Search in Rotated Sorted Array

Suppose a sorted array is rotated at some pivot unknown to you beforehand.

(i.e., 0 1 2 4 5 6 7 might become 4 5 6 7 0 1 2).

You are given a target value to search. If found in the array return its index, otherwise return -1.

You may assume no duplicate exists in the array.

Solution

既然是有序,自然想到二分搜索, 和Find Minimum in Rotated Sorted Array类似:

初始化s = 0, t = n - 1:

  • a[s] < a[t], 比如1 2 3 4 5,则整个列表有序,直接二分搜索即可.

  • mid = s + ((t - s) >> 1), 若a[mid] == key, 返回mid,结束

  • a[mid] < a[t], 比如5 1 [2] 3 44 5 [1] 2 3, 则右边一定是有序的:

    • a[mid] < key <= a[t], 二分搜索右边部分即可
    • 否则搜索左边, t = mid - 1
  • a[mid] > a[t], 比如3 4 [5] 1 2 或者 2 3 [4] 5 1, 则左边一定是有序的:

    • a[s] <= key < a[mid], 二分搜索左边部分
    • 否则搜索右边,s = mid + 1

首先实现二分搜索:

int binarySearch(int *a, int s, int t, int key)
{
	while (s <= t) {
		int mid = s + ((t - s) >> 1);
		if (a[mid] == key)
			return mid;
		if (a[mid] > key)

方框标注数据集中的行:
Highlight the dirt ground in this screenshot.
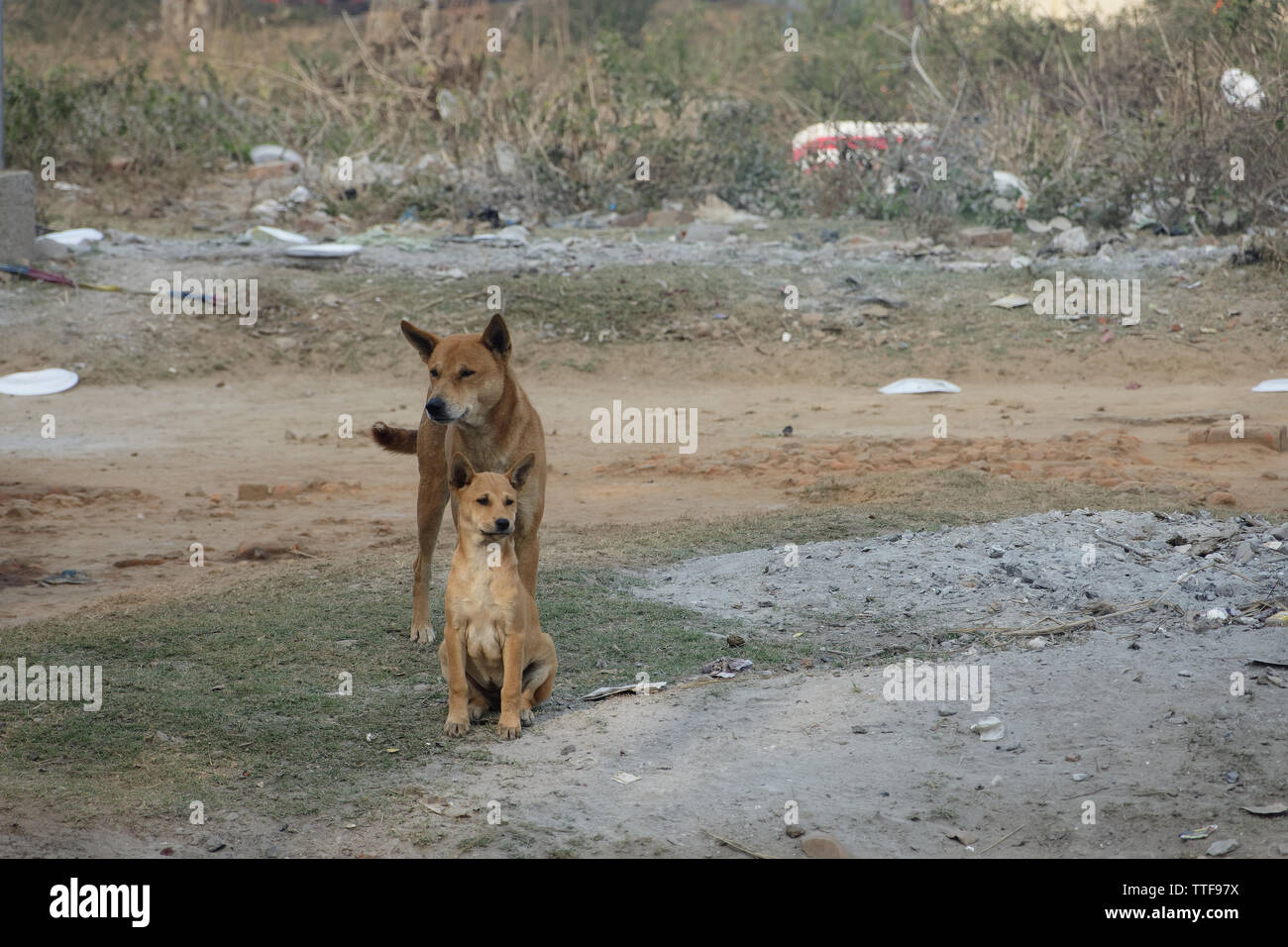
[0,189,1288,857]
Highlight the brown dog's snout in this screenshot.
[425,398,452,424]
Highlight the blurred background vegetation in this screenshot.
[4,0,1288,232]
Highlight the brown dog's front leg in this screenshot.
[411,484,447,644]
[514,526,541,595]
[496,631,523,740]
[438,622,471,737]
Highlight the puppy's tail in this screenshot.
[371,421,416,454]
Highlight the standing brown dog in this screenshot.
[371,313,546,644]
[438,454,559,740]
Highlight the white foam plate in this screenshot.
[0,368,80,394]
[286,244,362,257]
[40,227,103,246]
[249,224,309,244]
[879,377,961,394]
[250,145,304,164]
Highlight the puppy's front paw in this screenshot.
[443,717,471,737]
[496,714,523,740]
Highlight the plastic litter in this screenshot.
[250,145,304,166]
[1221,69,1266,112]
[286,244,362,258]
[40,227,103,246]
[877,377,961,394]
[0,368,80,395]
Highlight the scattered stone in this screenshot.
[957,227,1012,246]
[802,832,850,858]
[1051,227,1092,257]
[237,483,269,501]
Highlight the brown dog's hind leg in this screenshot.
[519,633,559,727]
[514,526,541,595]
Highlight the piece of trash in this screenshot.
[788,121,934,169]
[250,145,304,167]
[286,244,362,258]
[1243,802,1288,815]
[877,377,961,394]
[40,570,94,585]
[583,681,666,701]
[0,263,75,288]
[242,224,310,244]
[0,368,80,397]
[1221,69,1266,112]
[40,227,103,246]
[1207,839,1239,857]
[970,716,1006,743]
[993,171,1033,200]
[698,657,751,678]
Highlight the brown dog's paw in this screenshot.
[496,717,523,740]
[443,717,471,737]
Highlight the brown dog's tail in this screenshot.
[371,421,416,454]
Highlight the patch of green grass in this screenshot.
[0,551,805,819]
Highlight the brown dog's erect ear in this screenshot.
[482,313,510,362]
[506,454,537,489]
[448,451,474,489]
[402,320,439,362]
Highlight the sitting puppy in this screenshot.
[438,454,559,740]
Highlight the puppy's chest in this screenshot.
[450,570,515,661]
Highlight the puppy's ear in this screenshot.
[505,454,537,489]
[402,320,441,362]
[480,313,510,362]
[447,451,474,489]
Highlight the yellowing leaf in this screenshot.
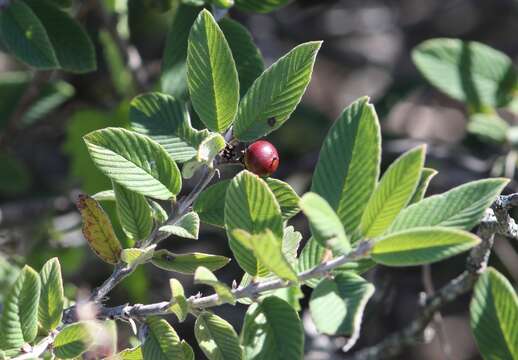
[77,195,122,264]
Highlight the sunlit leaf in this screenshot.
[300,192,351,253]
[234,41,321,141]
[151,249,230,274]
[77,195,122,264]
[225,170,283,276]
[371,226,480,266]
[187,10,239,132]
[360,146,425,238]
[38,258,65,331]
[84,128,182,200]
[130,92,209,162]
[194,266,236,305]
[159,211,200,239]
[470,268,518,360]
[241,296,304,360]
[169,279,189,322]
[309,273,374,348]
[0,265,41,349]
[194,311,243,360]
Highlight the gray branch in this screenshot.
[98,241,373,320]
[64,190,518,360]
[346,194,518,360]
[63,166,215,323]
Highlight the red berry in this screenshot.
[245,140,279,176]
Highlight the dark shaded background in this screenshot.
[0,0,518,360]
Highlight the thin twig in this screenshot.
[347,212,501,360]
[98,241,373,319]
[422,264,451,360]
[63,166,215,323]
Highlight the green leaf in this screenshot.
[159,211,200,239]
[225,170,283,276]
[241,296,304,360]
[130,92,209,162]
[360,146,426,238]
[0,1,59,70]
[193,178,300,227]
[193,180,230,227]
[148,199,169,224]
[84,128,182,200]
[412,39,517,110]
[371,226,480,266]
[282,226,302,265]
[92,188,169,224]
[297,237,326,287]
[194,266,236,305]
[169,279,189,322]
[219,17,264,96]
[53,322,95,359]
[63,107,127,197]
[309,272,374,351]
[408,168,437,204]
[142,317,185,360]
[24,0,97,73]
[235,0,292,13]
[107,346,144,360]
[194,311,243,360]
[311,98,381,236]
[0,265,41,349]
[113,182,153,241]
[232,229,298,282]
[388,179,508,233]
[187,10,239,132]
[182,158,205,179]
[196,133,226,167]
[467,114,510,144]
[181,340,194,360]
[121,244,156,267]
[77,195,122,264]
[38,258,65,331]
[264,177,300,221]
[300,193,351,253]
[92,190,116,201]
[151,249,230,274]
[234,41,322,141]
[470,268,518,360]
[19,76,75,127]
[160,4,201,99]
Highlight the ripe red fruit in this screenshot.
[245,140,279,176]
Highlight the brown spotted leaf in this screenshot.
[77,195,122,264]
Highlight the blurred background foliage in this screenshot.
[0,0,518,360]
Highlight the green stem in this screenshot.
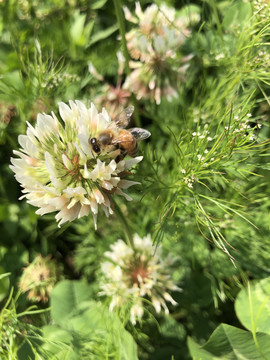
[112,199,134,249]
[113,0,141,127]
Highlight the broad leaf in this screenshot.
[235,278,270,335]
[51,280,91,325]
[188,324,270,360]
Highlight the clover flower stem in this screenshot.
[112,200,134,249]
[113,0,141,127]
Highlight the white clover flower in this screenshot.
[10,101,142,228]
[99,235,181,324]
[123,2,193,104]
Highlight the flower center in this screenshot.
[130,264,149,285]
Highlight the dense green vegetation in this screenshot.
[0,0,270,360]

练习说明:
照抄文档段落中从“Search in Rotated”起至“in the array.”止的那一段文字。

结果:
Search in Rotated Sorted Array

Suppose a sorted array is rotated at some pivot unknown to you beforehand.

(i.e., 0 1 2 4 5 6 7 might become 4 5 6 7 0 1 2).

You are given a target value to search. If found in the array return its index, otherwise return -1.

You may assume no duplicate exists in the array.